### DESCRIPTION OF THE TASK:
In the following listing, find the lines containing "green" and report them.

### SOURCE INFORMATION:
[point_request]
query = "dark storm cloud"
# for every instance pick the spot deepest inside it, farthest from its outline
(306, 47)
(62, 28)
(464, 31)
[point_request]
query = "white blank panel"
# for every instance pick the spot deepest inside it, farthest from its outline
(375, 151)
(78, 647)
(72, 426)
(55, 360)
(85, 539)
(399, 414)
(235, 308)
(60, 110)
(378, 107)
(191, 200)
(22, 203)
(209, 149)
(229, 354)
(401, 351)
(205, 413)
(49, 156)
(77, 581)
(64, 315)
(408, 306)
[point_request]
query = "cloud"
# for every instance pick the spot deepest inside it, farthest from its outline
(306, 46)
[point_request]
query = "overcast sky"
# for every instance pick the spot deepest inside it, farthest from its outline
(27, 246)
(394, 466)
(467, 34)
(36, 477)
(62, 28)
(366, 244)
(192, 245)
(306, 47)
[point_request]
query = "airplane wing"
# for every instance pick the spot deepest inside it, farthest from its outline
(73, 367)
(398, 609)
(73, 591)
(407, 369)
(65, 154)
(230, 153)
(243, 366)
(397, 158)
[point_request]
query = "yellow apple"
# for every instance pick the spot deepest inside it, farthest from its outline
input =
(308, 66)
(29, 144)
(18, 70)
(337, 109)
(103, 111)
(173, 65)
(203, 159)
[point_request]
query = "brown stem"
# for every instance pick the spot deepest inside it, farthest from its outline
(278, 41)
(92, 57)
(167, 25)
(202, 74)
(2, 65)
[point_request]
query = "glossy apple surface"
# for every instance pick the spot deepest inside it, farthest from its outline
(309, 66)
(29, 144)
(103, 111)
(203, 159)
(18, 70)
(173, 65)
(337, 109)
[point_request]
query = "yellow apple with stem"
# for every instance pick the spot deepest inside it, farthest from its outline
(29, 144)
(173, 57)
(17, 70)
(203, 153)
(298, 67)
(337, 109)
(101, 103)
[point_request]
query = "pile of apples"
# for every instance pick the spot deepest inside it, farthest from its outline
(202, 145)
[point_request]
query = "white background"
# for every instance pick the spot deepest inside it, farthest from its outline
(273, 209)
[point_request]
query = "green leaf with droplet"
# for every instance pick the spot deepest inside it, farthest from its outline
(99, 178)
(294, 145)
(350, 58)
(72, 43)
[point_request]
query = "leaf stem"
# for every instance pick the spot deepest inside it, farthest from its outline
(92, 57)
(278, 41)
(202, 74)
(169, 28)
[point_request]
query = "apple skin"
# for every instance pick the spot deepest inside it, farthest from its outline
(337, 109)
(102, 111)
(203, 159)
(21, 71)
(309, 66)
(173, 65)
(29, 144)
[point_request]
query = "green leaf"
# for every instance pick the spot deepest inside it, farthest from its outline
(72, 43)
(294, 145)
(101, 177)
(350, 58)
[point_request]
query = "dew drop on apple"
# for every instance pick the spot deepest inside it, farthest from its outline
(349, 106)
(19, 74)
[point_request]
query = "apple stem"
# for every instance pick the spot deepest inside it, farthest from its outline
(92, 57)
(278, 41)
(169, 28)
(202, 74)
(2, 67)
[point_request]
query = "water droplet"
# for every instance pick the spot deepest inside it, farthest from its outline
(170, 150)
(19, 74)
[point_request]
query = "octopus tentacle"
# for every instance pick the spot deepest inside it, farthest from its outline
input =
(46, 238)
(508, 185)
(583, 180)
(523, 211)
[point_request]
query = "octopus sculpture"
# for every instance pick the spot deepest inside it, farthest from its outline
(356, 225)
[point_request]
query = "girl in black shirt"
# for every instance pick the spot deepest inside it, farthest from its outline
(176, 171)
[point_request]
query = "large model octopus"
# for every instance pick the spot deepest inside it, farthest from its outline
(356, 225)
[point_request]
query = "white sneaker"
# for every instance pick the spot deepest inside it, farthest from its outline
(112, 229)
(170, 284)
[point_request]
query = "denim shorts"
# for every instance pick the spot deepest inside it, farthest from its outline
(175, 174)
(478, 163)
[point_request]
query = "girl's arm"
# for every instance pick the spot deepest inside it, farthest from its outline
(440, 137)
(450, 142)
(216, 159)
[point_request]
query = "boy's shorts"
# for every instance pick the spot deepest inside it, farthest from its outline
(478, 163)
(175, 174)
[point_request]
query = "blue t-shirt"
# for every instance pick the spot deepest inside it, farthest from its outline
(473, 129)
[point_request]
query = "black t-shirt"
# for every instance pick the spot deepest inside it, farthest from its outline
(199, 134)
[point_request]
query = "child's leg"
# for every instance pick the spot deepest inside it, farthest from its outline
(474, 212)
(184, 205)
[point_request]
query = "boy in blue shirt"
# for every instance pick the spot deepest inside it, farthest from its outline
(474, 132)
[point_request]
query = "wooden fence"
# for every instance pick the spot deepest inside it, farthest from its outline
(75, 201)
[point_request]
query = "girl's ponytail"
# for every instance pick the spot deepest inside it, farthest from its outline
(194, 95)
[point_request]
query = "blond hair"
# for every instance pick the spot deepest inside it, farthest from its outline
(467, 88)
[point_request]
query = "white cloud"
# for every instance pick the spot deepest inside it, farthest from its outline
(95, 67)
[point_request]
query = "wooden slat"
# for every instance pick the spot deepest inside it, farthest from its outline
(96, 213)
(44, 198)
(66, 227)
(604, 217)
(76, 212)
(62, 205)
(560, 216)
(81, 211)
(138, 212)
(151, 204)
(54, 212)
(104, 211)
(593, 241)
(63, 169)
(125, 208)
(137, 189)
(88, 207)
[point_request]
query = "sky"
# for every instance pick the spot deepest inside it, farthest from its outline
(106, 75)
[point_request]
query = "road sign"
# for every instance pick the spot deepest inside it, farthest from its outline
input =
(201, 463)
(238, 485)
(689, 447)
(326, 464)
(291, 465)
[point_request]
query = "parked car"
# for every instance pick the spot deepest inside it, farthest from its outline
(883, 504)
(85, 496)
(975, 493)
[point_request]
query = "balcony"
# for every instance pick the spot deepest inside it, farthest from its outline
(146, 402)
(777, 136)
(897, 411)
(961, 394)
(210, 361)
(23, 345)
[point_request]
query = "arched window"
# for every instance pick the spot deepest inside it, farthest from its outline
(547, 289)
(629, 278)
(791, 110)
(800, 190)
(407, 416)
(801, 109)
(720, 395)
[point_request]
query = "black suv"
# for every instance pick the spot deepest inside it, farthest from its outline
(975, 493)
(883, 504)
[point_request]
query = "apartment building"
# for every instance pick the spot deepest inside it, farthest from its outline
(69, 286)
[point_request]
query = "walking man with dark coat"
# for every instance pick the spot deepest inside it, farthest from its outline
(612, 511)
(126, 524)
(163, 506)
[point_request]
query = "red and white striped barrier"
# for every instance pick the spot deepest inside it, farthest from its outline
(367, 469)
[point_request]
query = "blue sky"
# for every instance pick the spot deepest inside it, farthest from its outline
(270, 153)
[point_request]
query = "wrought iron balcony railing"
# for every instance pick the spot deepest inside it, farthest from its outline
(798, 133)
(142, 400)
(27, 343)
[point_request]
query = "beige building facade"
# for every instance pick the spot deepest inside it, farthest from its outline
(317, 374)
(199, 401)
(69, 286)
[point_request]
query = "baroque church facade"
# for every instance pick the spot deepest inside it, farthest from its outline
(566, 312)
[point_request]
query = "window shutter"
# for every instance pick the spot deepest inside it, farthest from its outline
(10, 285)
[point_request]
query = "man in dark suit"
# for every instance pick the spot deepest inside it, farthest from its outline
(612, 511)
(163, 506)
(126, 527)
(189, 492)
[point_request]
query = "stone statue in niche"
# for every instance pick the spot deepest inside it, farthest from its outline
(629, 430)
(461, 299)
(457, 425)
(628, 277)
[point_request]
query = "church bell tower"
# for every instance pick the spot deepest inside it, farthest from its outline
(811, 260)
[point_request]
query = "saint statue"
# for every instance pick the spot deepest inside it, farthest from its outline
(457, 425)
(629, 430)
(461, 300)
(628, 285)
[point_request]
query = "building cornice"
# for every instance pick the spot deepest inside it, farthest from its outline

### SOLUTION FOR THIS TASK:
query = "green leaf with droplet"
query = "green leaf"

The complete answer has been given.